## INSTRUCTIONS FOR THE TASK
Once you find the line with "# place a dot on every instance of the baby's neck" in the entries below, return exactly every line from it through the line with "# place a dot on every instance of the woman's eyebrow".

## DATA FOR THIS TASK
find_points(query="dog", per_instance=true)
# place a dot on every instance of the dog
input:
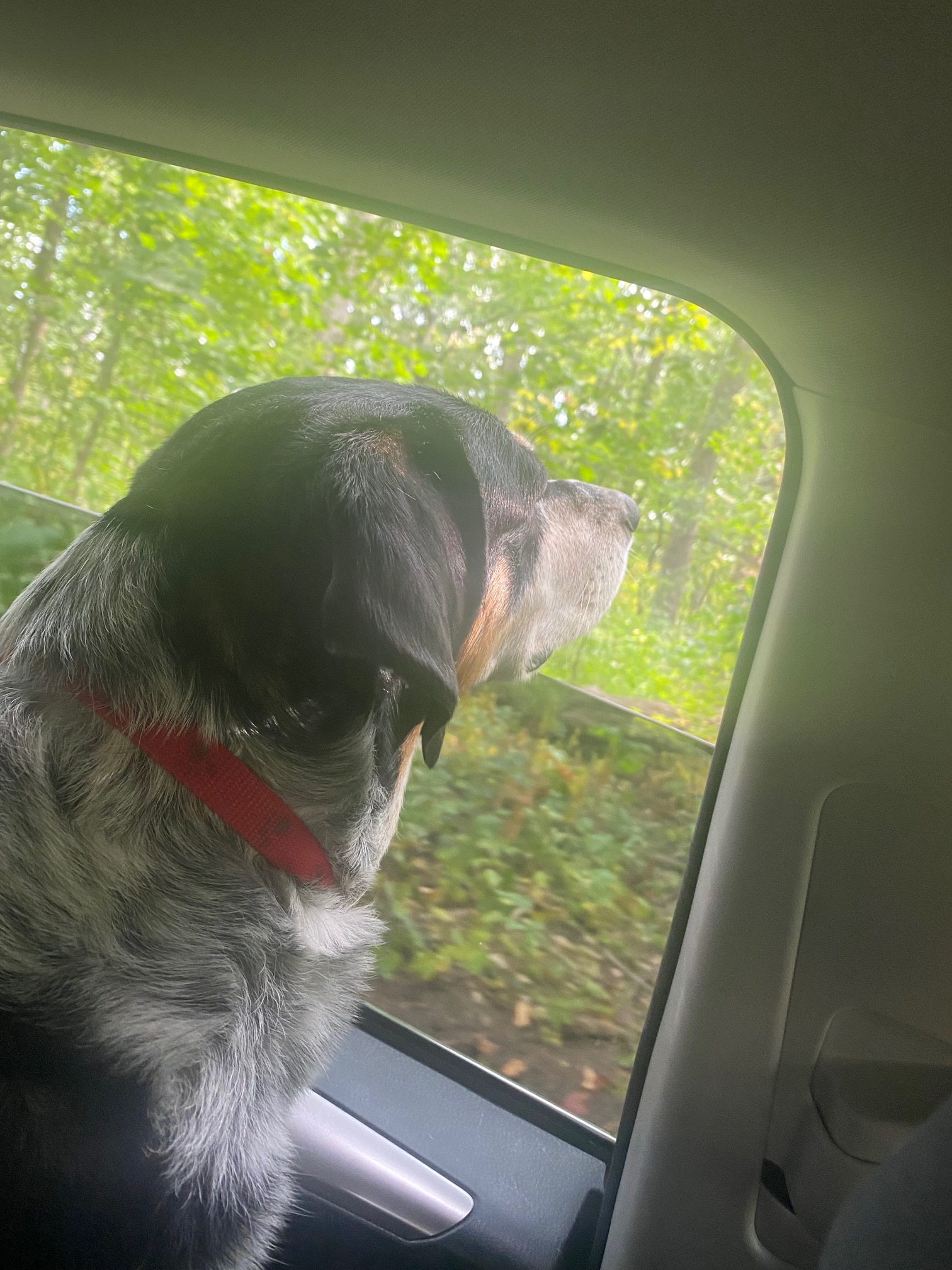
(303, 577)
...
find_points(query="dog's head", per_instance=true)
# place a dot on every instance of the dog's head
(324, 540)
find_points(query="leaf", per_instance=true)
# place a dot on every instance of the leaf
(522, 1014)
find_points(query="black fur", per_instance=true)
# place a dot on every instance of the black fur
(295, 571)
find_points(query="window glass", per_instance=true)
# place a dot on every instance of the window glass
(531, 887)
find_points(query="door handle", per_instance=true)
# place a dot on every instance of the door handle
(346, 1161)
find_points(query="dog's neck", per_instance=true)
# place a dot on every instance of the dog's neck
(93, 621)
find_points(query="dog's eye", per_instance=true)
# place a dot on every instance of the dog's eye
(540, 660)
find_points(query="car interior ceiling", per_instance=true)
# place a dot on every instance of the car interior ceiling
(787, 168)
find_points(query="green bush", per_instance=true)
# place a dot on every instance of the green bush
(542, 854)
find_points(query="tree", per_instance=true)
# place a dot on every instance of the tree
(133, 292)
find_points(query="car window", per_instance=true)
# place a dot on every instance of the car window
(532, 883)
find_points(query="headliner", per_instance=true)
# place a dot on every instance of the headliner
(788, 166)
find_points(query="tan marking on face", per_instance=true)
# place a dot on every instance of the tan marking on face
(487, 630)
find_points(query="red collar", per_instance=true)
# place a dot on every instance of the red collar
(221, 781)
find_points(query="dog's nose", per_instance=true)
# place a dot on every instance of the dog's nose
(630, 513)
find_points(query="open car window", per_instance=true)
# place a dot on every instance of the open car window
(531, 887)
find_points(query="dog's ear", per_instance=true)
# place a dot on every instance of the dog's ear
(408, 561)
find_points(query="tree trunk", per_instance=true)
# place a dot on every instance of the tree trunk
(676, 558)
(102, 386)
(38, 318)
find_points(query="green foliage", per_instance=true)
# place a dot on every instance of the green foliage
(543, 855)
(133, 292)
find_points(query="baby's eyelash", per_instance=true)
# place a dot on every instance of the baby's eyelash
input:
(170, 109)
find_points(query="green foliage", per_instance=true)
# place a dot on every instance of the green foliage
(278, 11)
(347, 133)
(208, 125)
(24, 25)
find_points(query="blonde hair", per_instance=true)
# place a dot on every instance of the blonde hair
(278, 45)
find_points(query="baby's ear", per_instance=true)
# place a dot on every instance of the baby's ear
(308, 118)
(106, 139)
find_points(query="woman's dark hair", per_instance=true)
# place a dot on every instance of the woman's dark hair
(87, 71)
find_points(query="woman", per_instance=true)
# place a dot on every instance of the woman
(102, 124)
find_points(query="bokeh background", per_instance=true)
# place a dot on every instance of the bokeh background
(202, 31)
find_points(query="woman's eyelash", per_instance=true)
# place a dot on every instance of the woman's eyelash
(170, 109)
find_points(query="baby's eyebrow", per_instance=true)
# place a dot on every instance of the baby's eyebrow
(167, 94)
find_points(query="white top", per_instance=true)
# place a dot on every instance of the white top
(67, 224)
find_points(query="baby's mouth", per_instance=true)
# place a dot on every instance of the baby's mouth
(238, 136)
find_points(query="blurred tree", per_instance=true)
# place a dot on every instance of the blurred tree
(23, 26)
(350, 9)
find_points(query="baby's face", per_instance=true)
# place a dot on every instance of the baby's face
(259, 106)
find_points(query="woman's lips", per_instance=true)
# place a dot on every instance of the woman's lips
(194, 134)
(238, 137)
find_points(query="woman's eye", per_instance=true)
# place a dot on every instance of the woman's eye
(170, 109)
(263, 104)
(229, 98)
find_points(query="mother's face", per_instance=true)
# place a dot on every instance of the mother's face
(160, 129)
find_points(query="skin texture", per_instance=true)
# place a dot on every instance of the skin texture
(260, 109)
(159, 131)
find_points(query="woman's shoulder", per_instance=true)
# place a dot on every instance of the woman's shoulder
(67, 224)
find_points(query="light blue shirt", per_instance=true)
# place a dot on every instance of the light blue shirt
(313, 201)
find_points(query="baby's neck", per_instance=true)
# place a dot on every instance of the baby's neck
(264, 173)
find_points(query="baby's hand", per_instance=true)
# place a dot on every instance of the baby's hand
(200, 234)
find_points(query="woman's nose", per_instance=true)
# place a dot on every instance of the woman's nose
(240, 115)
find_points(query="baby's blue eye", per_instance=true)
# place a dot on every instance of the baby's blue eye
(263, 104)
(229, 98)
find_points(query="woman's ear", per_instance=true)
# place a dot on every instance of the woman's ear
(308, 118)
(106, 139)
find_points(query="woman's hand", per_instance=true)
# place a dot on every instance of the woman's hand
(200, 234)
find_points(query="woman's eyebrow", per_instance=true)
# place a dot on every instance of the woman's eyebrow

## WRITTEN SOLUTION
# place a dot on every instance of the baby's neck
(264, 173)
find_points(query="baby's hand", per_instance=true)
# place a dot on every instance of the baby's hand
(200, 234)
find_points(query="woman's nose", per_instance=true)
# place a dot on every instance of the woman's nose
(240, 115)
find_points(query="baby's blue eye", per_instance=true)
# place a dot on every instance of the baby's blue eye
(263, 104)
(229, 98)
find_points(query="woman's ear", per_instance=true)
# place a dot on every instance of the woman's ear
(308, 118)
(106, 139)
find_points(query="woman's hand", per_instance=true)
# place a dot on every instance of the woman's hand
(200, 234)
find_points(query="woman's eyebrow", per_instance=true)
# place a dot on every instance of the woman's eyebrow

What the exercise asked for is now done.